Retype all of the rows below character for character, with no changes.

====== Supplied records

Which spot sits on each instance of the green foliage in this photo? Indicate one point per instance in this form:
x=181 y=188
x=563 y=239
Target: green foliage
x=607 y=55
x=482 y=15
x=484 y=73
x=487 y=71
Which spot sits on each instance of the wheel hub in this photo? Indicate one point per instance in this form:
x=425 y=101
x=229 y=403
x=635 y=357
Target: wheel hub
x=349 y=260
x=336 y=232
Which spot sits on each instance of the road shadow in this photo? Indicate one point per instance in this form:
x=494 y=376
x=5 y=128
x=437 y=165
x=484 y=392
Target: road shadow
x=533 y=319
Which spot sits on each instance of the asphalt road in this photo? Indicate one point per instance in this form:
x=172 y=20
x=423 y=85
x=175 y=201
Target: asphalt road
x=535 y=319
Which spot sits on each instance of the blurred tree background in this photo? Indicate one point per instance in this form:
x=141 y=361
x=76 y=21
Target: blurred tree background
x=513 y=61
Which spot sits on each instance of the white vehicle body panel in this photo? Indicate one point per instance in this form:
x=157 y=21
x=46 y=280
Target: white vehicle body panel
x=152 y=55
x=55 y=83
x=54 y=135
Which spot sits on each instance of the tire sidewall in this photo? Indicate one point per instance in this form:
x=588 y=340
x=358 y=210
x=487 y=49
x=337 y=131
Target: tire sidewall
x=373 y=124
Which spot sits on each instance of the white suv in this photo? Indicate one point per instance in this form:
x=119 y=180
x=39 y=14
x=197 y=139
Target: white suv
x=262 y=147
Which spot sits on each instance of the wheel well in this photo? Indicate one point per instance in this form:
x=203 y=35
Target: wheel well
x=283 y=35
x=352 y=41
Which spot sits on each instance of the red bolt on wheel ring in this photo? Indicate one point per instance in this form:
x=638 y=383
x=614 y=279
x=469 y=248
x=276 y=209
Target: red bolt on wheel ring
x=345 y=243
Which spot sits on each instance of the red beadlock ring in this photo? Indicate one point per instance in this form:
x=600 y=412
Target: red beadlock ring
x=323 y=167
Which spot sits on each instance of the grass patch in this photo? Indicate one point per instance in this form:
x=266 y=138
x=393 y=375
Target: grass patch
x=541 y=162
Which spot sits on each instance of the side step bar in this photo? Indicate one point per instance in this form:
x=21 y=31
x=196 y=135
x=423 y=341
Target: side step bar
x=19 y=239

============

Written solution:
Which spot sits on each instance of the green foliage in this photo? Indicate one point per instance in this form:
x=181 y=188
x=563 y=239
Target: green foliage
x=607 y=55
x=482 y=15
x=484 y=73
x=487 y=71
Which spot sits on each instance of the wheel hub in this photo? Indicate one point per instance in this form:
x=425 y=101
x=229 y=403
x=635 y=357
Target: wheel hub
x=349 y=260
x=336 y=232
Which spot sits on each instance of the road shadow in this photo? Indicate one point per instance in this form:
x=494 y=376
x=5 y=128
x=437 y=165
x=484 y=392
Target: road shadow
x=533 y=319
Which spot sits on each instance of the asphalt road in this photo? Indicate one point per instance in this form:
x=172 y=20
x=423 y=85
x=175 y=201
Target: asphalt road
x=535 y=319
Which spot sits on each instance of the blurred tree background in this photo? Indicate one point per instance in this form:
x=141 y=361
x=76 y=21
Target: blurred tree background
x=513 y=61
Which spot sits on each instance of the white vehicle body panel in this photo? Indicate one point per instance in this form:
x=157 y=21
x=46 y=280
Target: white vehicle body panel
x=152 y=55
x=55 y=83
x=54 y=135
Which spot sits on each instance of the tire sidewall in this photo? Indicate one point per instance in this form:
x=588 y=340
x=358 y=210
x=487 y=49
x=337 y=131
Target: tire sidewall
x=373 y=124
Which spot sits on each instance of the white suv in this photo? Indicate one point per instance in this form:
x=119 y=180
x=39 y=14
x=197 y=139
Target: white suv
x=262 y=147
Which spot sits on each instance of the wheel well in this photo? Indicate one point per instance in this form:
x=203 y=35
Target: wheel well
x=283 y=35
x=352 y=41
Which spot sits on each instance of the red bolt on wheel ring in this photo? Indicate one point per instance in this form:
x=638 y=383
x=614 y=279
x=469 y=248
x=276 y=209
Target: red bolt on wheel ring
x=345 y=243
Which spot sits on each instance of the red beadlock ring in this photo? Indicate one point per instance in this form:
x=600 y=412
Target: red beadlock ring
x=323 y=167
Which spot sits on each instance of the grass patch in this photo? Indicate one point per instance in this form:
x=266 y=138
x=393 y=375
Target: grass patch
x=541 y=162
Which spot sits on each instance of the side step bar in this photo? Indicate one point per instance in this form:
x=21 y=31
x=196 y=135
x=423 y=341
Target: side step bar
x=19 y=239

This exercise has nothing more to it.